# Exercise objective:
Wherever a line of the data contains "road", copy that line.

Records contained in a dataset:

Start of Block

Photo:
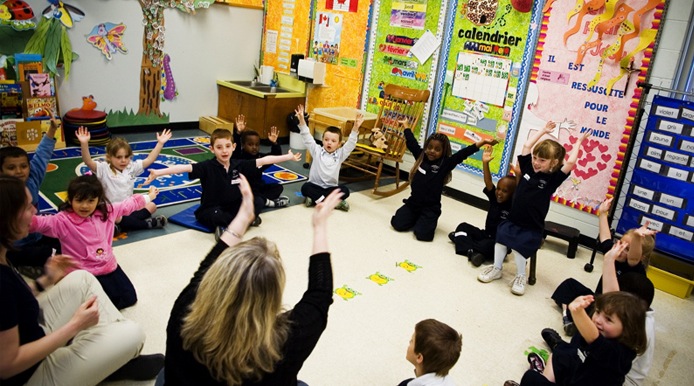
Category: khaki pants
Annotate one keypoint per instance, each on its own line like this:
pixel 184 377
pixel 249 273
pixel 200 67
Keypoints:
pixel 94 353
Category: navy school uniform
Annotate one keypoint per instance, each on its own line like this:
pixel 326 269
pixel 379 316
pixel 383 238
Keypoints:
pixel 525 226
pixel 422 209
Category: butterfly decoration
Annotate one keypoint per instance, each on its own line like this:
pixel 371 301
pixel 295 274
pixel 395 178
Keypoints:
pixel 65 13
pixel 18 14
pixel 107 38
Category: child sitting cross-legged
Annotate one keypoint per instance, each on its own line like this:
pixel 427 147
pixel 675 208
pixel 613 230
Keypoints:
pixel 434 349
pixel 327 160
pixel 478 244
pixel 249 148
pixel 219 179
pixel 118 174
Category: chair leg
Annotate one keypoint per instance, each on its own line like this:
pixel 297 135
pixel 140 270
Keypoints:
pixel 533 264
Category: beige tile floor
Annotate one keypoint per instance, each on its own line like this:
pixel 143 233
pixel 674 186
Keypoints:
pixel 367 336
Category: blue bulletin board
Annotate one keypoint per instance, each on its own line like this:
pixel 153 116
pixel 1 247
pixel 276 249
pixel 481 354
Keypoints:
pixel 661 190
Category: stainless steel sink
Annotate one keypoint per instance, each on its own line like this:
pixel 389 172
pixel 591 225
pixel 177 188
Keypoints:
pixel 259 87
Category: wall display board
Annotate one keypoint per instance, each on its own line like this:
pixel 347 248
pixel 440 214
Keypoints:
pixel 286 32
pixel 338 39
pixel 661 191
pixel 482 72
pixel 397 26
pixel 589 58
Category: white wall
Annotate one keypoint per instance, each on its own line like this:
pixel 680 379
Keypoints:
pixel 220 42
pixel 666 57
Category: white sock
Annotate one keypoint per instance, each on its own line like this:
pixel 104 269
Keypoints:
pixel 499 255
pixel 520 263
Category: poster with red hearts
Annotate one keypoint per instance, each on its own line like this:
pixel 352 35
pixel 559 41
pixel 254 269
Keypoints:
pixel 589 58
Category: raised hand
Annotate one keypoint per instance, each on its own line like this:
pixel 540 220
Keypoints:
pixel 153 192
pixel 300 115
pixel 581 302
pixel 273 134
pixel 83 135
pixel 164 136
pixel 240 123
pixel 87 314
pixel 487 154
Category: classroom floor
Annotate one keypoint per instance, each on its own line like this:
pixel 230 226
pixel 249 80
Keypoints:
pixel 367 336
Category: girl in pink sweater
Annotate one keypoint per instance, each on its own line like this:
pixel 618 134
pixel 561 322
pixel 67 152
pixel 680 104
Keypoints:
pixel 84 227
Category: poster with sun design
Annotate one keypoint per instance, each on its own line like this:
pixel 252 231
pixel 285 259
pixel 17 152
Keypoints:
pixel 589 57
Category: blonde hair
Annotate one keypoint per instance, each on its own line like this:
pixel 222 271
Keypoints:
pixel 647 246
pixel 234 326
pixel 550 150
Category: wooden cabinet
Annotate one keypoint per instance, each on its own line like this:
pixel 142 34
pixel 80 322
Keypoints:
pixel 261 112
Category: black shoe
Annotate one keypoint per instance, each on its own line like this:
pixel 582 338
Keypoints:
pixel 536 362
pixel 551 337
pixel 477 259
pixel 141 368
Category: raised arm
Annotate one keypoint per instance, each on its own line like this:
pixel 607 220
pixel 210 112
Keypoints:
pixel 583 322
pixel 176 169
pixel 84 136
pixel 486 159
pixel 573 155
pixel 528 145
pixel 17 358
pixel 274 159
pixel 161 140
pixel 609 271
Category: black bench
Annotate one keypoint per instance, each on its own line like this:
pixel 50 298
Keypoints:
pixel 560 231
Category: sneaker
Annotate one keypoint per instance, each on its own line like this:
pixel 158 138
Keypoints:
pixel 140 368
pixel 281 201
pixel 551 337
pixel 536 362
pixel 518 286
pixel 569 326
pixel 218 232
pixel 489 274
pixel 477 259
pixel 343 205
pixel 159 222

End of Block
Start of Block

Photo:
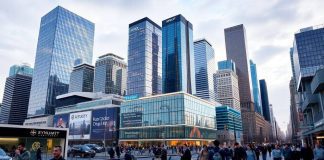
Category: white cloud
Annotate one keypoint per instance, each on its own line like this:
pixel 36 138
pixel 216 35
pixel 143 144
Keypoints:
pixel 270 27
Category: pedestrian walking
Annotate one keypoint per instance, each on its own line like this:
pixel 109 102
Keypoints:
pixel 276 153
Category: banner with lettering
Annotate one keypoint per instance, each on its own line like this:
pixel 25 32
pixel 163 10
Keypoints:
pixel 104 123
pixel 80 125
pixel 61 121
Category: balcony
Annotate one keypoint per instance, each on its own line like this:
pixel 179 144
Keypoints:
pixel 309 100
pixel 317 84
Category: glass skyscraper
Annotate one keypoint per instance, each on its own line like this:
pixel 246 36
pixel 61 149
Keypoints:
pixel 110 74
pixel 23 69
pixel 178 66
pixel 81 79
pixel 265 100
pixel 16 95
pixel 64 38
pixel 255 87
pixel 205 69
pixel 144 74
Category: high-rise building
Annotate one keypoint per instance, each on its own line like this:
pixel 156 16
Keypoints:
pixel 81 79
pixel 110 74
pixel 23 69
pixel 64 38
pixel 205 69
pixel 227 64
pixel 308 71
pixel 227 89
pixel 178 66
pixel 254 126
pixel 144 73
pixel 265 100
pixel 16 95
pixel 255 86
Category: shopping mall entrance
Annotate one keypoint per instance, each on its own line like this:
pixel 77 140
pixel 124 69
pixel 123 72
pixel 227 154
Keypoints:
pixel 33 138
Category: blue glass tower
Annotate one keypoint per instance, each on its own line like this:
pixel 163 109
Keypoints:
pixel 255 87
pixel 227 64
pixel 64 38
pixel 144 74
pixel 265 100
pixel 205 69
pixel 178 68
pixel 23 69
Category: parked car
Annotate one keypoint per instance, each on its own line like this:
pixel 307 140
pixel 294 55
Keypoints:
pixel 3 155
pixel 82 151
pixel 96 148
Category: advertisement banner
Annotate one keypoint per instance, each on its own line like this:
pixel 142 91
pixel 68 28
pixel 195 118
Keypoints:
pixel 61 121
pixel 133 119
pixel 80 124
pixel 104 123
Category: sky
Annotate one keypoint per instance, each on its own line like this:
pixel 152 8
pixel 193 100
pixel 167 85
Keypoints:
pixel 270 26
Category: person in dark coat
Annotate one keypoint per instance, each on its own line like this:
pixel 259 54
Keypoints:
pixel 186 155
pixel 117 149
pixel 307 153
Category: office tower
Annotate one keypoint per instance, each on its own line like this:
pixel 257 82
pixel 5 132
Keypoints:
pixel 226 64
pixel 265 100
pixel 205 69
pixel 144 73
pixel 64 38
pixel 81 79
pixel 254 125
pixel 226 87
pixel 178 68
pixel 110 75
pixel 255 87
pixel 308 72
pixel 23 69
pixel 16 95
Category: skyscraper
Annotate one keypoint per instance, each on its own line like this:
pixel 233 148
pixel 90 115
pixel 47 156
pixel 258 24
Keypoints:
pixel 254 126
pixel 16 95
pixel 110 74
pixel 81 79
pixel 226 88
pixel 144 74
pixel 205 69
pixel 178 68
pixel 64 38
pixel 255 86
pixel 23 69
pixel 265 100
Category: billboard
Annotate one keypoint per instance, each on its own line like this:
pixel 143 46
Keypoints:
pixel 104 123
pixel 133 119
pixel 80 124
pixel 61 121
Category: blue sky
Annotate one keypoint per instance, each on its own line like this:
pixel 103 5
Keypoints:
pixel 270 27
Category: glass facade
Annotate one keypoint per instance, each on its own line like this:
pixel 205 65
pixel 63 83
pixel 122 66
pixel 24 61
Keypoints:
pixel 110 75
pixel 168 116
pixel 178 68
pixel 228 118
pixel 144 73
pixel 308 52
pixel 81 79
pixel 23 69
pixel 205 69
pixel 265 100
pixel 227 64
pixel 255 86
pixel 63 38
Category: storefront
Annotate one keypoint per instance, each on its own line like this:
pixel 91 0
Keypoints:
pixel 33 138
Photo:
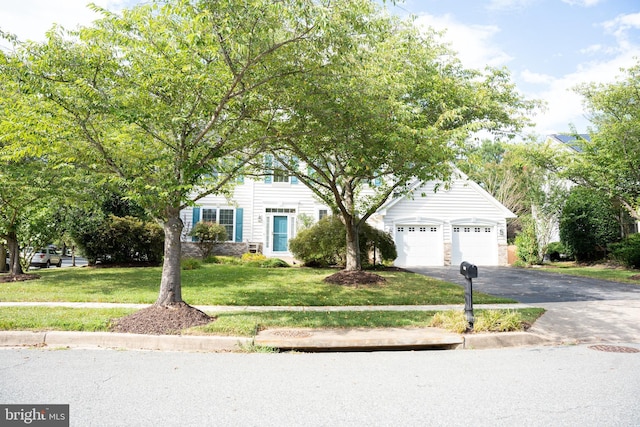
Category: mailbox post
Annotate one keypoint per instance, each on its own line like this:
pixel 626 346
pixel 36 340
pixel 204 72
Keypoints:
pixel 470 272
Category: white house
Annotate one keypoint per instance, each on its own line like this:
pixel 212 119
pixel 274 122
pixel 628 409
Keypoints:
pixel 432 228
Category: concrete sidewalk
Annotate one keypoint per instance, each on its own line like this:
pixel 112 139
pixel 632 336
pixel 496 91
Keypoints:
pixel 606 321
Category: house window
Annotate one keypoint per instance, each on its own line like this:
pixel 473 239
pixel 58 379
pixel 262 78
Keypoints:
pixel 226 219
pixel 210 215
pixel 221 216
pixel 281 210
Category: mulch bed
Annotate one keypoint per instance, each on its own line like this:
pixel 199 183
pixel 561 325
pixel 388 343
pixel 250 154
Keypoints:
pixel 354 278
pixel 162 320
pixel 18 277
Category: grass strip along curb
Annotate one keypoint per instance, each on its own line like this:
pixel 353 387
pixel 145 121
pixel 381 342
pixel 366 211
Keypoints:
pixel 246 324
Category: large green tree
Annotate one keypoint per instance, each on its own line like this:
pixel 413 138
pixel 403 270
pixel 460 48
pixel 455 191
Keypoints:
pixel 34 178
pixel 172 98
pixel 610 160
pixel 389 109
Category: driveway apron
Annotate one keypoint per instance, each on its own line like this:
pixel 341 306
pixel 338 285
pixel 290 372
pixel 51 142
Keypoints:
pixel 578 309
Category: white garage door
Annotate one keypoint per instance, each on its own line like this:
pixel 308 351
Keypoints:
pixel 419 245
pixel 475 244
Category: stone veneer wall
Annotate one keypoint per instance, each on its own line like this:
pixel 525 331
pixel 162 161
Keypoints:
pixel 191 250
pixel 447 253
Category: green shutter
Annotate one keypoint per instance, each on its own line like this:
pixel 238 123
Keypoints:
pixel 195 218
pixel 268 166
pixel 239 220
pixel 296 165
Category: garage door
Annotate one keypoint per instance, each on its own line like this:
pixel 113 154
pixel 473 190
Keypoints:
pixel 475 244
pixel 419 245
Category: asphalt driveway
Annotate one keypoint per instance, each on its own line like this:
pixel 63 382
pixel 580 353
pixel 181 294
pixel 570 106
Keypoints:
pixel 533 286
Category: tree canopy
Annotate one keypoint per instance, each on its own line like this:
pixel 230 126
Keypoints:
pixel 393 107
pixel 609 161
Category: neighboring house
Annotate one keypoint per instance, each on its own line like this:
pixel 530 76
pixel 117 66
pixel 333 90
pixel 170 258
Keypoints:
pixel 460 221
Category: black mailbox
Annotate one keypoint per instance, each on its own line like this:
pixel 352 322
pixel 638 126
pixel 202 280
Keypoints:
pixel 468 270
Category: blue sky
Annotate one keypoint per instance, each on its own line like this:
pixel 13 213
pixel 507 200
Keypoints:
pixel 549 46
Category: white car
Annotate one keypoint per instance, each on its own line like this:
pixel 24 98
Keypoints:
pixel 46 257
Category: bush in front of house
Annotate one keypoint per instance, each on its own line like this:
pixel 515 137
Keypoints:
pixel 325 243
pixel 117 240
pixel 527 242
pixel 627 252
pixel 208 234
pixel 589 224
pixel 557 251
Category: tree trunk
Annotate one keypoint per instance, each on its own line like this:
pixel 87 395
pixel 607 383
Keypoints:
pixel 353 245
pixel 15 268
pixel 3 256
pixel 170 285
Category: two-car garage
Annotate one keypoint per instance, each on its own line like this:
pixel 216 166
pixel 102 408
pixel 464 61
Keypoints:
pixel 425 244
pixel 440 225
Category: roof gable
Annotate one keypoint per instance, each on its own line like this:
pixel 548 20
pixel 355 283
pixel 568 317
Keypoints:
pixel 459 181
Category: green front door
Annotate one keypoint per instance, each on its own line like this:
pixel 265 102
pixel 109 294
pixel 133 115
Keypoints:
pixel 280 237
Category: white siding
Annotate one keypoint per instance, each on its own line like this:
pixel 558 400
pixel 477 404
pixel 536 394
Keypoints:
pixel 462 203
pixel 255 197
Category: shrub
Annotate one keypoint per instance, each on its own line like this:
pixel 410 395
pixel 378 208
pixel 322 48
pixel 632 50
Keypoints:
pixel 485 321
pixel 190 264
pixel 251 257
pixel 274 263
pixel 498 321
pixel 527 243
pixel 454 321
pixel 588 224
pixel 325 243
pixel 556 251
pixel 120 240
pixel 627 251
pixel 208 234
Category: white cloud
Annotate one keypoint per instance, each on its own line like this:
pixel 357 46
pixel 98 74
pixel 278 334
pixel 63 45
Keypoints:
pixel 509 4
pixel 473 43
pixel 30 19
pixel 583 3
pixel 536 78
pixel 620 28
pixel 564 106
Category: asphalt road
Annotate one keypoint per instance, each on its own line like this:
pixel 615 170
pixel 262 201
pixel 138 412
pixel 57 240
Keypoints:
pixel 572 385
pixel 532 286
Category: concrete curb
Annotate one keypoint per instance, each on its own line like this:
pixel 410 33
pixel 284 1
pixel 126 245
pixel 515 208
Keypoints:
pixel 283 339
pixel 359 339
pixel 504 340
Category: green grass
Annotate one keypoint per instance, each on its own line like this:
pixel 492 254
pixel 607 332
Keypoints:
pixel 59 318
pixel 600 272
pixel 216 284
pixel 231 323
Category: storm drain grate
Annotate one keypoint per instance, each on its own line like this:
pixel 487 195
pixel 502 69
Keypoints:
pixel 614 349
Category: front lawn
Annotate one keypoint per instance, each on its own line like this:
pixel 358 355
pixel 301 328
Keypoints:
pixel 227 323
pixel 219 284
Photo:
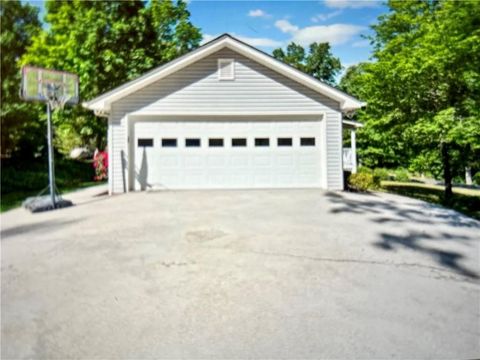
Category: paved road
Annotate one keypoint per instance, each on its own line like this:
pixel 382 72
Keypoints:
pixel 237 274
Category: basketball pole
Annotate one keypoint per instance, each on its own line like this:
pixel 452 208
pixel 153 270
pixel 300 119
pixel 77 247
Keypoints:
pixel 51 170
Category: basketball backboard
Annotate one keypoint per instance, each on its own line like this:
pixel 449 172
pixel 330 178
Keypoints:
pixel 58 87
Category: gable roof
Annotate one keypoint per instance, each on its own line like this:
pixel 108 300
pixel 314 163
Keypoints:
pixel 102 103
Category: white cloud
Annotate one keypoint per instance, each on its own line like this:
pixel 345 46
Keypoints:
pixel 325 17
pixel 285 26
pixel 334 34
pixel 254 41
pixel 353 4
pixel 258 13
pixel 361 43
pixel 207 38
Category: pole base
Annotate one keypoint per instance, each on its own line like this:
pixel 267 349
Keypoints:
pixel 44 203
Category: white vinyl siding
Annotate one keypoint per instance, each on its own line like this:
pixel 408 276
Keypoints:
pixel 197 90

End of Block

# Task answer:
Category: asphalt road
Category: paved road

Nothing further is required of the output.